# Tips



## Berly (Apr 9, 2017)

I know ppl have covered the tips topic a lot. I still haven't put in a sign about tips in my car yet. Some pax you just know aren't going to tip no matter what. I just don't want to look like I'm begging but on the same token, I want tips. What are some of you doing?


----------



## Veju (Apr 17, 2017)

Beg or go without. It's that simple. These pax are the worse. They will make you wait while they strap in their car seats and have you load and unload their luggage for slave wage.


----------



## steveK2016 (Jul 31, 2016)

Tablets are a bit of an up front cost but they offer something in exchange for the tip solicitation: they can control the music from it. Pax love it, I get tips and it looks much more professional than a laminated sign on your headrest.


----------



## Jc. (Dec 7, 2016)

▶ _Object position labeling rows_

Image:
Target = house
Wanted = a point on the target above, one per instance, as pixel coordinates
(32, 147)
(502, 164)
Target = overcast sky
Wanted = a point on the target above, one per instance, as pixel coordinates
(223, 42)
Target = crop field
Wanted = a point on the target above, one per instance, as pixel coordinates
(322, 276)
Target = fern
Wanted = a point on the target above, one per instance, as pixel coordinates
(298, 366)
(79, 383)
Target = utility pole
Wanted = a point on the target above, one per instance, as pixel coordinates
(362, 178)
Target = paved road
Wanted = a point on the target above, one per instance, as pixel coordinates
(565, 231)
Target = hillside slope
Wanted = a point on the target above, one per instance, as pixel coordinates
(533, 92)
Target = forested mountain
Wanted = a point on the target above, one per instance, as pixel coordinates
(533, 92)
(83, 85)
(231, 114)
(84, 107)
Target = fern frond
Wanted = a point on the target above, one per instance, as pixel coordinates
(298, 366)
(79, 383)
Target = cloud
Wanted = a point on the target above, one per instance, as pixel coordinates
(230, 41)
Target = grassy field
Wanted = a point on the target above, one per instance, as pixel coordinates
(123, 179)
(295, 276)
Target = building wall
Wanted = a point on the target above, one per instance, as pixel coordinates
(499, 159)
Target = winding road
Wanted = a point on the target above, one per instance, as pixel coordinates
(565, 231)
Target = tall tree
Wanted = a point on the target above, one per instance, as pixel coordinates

▶ _Task instructions_
1. Answer these questions using the tips thread:
(a) What has Berly not yet put in the car?
(b) According to Veju, what do these passengers make the driver wait for them to strap in?
(c) What does steveK2016 say passengers can control from the tablet?
2. Quote everything in the tips thread from "## steveK2016 (Jul" down to "(Dec 7, 2016)".
The rows are separate material, unrelated to the tips thread.

▶ _Problem solutions_
1.
(a) A sign about tips.
(b) Their car seats.
(c) The music.

2.
## steveK2016 (Jul 31, 2016)

Tablets are a bit of an up front cost but they offer something in exchange for the tip solicitation: they can control the music from it. Pax love it, I get tips and it looks much more professional than a laminated sign on your headrest.


----------



## Jc. (Dec 7, 2016)